Imprimez sans la moindre modification chaque ligne des enregistrements ci-dessous, du premier au dernier.

###

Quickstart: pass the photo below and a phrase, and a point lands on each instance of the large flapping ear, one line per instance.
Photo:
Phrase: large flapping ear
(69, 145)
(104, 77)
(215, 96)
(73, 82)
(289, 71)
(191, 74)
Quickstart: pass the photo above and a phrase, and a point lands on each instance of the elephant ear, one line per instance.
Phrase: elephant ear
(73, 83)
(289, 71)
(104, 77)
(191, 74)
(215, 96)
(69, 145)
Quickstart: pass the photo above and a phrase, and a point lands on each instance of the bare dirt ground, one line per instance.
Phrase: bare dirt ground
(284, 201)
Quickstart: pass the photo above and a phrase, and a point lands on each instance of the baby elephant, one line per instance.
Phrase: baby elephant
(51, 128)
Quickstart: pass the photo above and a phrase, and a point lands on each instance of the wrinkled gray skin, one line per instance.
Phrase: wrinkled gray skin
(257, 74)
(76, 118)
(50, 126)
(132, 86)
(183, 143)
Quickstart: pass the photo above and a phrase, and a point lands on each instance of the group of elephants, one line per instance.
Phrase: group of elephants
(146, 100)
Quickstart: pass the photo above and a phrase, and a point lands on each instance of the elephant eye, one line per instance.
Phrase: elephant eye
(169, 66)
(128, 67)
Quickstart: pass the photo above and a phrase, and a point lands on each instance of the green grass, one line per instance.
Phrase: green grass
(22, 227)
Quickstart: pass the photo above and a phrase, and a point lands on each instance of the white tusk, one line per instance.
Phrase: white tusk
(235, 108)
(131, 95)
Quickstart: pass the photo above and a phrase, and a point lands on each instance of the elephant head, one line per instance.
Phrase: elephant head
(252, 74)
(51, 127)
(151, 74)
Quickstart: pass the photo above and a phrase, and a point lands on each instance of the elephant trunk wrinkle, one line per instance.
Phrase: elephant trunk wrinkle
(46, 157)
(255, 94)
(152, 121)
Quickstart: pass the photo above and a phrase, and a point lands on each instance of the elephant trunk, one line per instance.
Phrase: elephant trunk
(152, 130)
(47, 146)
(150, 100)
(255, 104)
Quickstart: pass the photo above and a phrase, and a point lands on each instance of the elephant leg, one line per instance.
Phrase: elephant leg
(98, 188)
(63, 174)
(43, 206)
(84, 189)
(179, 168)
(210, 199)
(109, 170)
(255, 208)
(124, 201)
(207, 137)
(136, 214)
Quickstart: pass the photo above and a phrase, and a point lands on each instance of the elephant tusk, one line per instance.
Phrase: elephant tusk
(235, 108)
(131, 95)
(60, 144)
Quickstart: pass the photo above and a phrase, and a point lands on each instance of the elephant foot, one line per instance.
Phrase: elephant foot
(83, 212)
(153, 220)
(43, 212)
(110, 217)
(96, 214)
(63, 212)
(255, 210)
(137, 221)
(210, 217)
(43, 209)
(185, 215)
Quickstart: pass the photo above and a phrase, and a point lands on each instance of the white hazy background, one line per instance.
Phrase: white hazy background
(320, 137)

###

* Corrigé
Quickstart: pass the photo below and a phrase, and a point lands on each instance of the large flapping ear, one line per instance.
Photo:
Phrase: large flapping ear
(69, 145)
(104, 77)
(215, 96)
(73, 82)
(289, 71)
(191, 74)
Quickstart: pass the photo above and a phrase, and a point lands on each instance of the elephant ear, one line per instance.
Phrase: elephant ear
(73, 83)
(289, 71)
(104, 77)
(191, 74)
(215, 96)
(69, 145)
Quickstart: pass the photo above and a phrase, and a point lands on each instance of the bare dirt ground, one line per instance.
Phrase: bare dirt ground
(284, 201)
Quickstart: pass the photo above and a phrase, and a point lands on each instance of the baby elephant, one line per instance.
Phrase: baby elephant
(51, 128)
Quickstart: pass the photo above and a phrase, and a point lands on each instance of the wrinkled gray skin, one line per instance.
Phrase: wrinkled gray skin
(257, 74)
(76, 118)
(50, 126)
(132, 86)
(183, 143)
Quickstart: pass the photo above and a phrase, and a point lands on each instance of the group of elephants, one line per instance.
Phrase: group of elephants
(146, 100)
Quickstart: pass the photo above and a phrase, and a point lands on each instance of the elephant eye, one line per instance.
Phrase: elephant eye
(169, 66)
(128, 67)
Quickstart: pass the photo above and a phrase, and a point lands on each instance of the green grass, one line per instance.
Phrase: green grass
(22, 227)
Quickstart: pass the photo above and a phrase, and a point lands on each instance of the white tusk, one line per instance.
Phrase: white tusk
(235, 108)
(131, 95)
Quickstart: pass the photo above and a phrase, and a point lands on each instance of the elephant head, one line per instance.
Phrase: elephant head
(252, 74)
(51, 127)
(151, 74)
Quickstart: pass the photo above and a phrase, and a point lands on each instance of the elephant trunk wrinkle, one line per instance.
Phrase: elephant trunk wrinkle
(46, 157)
(255, 94)
(152, 121)
Quickstart: pass the photo above and a phrase, and a point lands on each instance of the elephant trunk, one line per instance.
Phrase: elephant trunk
(152, 130)
(47, 146)
(150, 100)
(255, 104)
Quickstart: pass the photo above and a phrase, and a point lands on each instance of the elephant leg, one line per instance.
Phrase: elephant leg
(98, 188)
(63, 174)
(43, 206)
(84, 189)
(179, 168)
(210, 199)
(109, 170)
(255, 208)
(124, 201)
(207, 137)
(136, 214)
Quickstart: pass the photo above and a phrase, and a point lands on each instance of the elephant tusk, one line per instance.
Phrase: elephant tusk
(235, 108)
(131, 95)
(60, 144)
Quickstart: pass the photo above and a phrase, and a point lands on each instance of the elephant foot, one line per instance.
Phrase: elephant foot
(83, 212)
(153, 220)
(43, 212)
(110, 217)
(96, 214)
(63, 212)
(255, 210)
(137, 221)
(210, 217)
(43, 209)
(185, 215)
Quickstart: pass the photo above and a phrase, and a point lands on each instance of the white hazy background, one line per instance.
Phrase: white hazy background
(320, 137)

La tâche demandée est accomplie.